* **Task requirements**
Reproduce the data from the line containing "Is there any flat" through the end, with every request line kept, and shift each bounding box coordinate in the answers by adding -88 to it.

--- start of Data listing ---

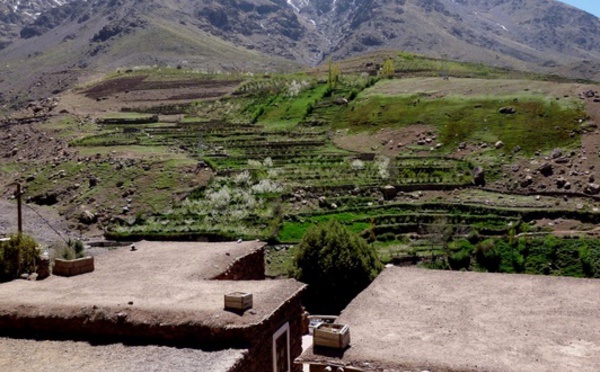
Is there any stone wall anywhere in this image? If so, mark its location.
[212,247,265,280]
[52,257,94,276]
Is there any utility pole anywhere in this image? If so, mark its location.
[17,183,23,235]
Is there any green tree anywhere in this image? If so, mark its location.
[381,58,396,79]
[0,234,38,282]
[327,57,340,92]
[291,220,383,314]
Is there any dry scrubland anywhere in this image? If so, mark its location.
[0,53,600,276]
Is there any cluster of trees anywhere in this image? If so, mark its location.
[291,220,383,314]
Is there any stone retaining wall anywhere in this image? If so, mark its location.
[212,247,265,280]
[52,257,94,276]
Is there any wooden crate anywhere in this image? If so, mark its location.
[225,292,252,310]
[313,323,350,349]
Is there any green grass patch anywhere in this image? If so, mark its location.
[333,91,585,154]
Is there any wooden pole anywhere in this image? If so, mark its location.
[17,183,23,235]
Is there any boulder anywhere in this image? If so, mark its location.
[550,149,562,159]
[498,107,517,115]
[473,166,485,186]
[538,162,553,177]
[521,175,533,188]
[79,209,98,225]
[381,185,398,200]
[584,183,600,195]
[36,256,50,280]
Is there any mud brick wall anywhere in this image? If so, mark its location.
[213,248,265,280]
[240,291,303,372]
[52,257,94,276]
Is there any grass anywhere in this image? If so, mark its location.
[14,58,598,282]
[333,88,586,155]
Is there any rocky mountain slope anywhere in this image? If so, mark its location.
[0,0,600,107]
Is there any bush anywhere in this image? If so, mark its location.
[291,220,383,314]
[0,234,38,282]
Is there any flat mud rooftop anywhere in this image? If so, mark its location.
[0,241,304,347]
[300,267,600,372]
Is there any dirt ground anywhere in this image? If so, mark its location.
[301,267,600,372]
[0,337,244,372]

--- end of Data listing ---

* **Result**
Is there any flat mud rooftop anywhere in this image? If so, mark its location.
[-88,153,216,259]
[212,179,512,284]
Is there any dirt ground anywhere in this image? If so, mark its location.
[213,179,512,284]
[-88,249,156,284]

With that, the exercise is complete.